■ **Directions for this task**: Return all of the entries exactly as written.

** start **

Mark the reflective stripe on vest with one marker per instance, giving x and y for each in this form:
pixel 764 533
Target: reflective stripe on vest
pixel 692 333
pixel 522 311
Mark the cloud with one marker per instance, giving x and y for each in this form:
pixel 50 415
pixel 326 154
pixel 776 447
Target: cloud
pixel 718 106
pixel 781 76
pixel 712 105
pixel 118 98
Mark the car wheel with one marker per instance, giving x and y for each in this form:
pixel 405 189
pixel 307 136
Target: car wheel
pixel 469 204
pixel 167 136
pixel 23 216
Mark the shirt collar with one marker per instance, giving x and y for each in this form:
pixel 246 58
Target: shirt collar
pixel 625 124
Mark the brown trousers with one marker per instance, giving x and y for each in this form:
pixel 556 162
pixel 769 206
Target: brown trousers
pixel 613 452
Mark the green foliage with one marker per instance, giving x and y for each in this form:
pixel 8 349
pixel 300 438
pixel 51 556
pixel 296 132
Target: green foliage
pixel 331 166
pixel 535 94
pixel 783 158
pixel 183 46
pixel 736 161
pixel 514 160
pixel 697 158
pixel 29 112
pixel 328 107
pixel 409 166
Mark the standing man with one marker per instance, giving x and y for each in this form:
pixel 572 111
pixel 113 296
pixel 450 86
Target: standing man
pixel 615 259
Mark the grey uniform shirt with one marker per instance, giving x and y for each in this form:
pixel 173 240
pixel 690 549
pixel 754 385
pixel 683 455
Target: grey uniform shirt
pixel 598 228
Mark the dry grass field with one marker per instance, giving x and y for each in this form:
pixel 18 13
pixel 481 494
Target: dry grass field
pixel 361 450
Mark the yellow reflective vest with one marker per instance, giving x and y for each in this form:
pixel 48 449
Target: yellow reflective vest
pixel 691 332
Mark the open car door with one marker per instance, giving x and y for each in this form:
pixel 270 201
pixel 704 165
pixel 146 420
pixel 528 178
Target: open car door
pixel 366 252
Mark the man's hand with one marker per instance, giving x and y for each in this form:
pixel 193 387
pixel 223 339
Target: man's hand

** end **

■ **Exercise response**:
Mark the reflective stripe on vest with one marker per instance, giving x and y for each in this form:
pixel 764 533
Target: reflective stripe on vest
pixel 692 333
pixel 522 311
Mark the cloud with one marker per instance, giving x and y for each in this form:
pixel 50 415
pixel 326 154
pixel 776 447
Target: cloud
pixel 718 106
pixel 781 76
pixel 712 105
pixel 118 98
Mark the car wheel with one marker per instance, giving x and y for each in this form:
pixel 405 189
pixel 307 136
Target: car wheel
pixel 469 204
pixel 167 136
pixel 23 216
Mark the shirt collar with one marker per instance, giving x and y for each in this form:
pixel 246 58
Target: shirt collar
pixel 625 124
Mark the brown trousers with one marker per instance, giving x and y for each in this form:
pixel 556 162
pixel 769 206
Target: brown trousers
pixel 613 452
Mark the green foliage with one marker per instance, giving x and y for each in this form:
pixel 8 349
pixel 300 438
pixel 51 556
pixel 296 132
Target: green foliage
pixel 331 166
pixel 535 94
pixel 783 158
pixel 183 46
pixel 736 161
pixel 514 160
pixel 697 158
pixel 29 112
pixel 328 107
pixel 409 166
Mark the standing man with one marker per instance, giving x and y for each in this form:
pixel 572 111
pixel 113 296
pixel 450 86
Target: standing man
pixel 615 259
Mark the grey uniform shirt with one marker per instance, giving x and y for each in this form:
pixel 173 240
pixel 690 549
pixel 754 385
pixel 683 455
Target: grey uniform shirt
pixel 598 228
Mark the dry grass field with one marker per instance, giving x and y for each in this form:
pixel 18 13
pixel 481 494
Target: dry grass field
pixel 361 450
Mark the yellow reflective vest with one marker per instance, giving x and y for each in this form:
pixel 48 449
Target: yellow reflective vest
pixel 691 332
Mark the open car door with one marker per instance, giving x and y for each in this form:
pixel 270 201
pixel 704 165
pixel 146 420
pixel 528 178
Target: open car door
pixel 366 252
Mark the man's hand with one marker per instance, giving x and y for each in this form:
pixel 193 387
pixel 223 339
Target: man's hand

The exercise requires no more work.